GIVEN EXERCISE: Rewrite every one of these lines with "Identify" swapped for "Mark" and nothing else altered.

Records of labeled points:
◇ ◇ ◇ ◇

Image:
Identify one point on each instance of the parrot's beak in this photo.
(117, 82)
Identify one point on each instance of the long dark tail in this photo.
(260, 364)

◇ ◇ ◇ ◇

WRITTEN SOLUTION:
Image:
Mark one point on each instance of the parrot's beak in this photo.
(117, 82)
Mark one point on each instance of the long dark tail in this photo.
(260, 364)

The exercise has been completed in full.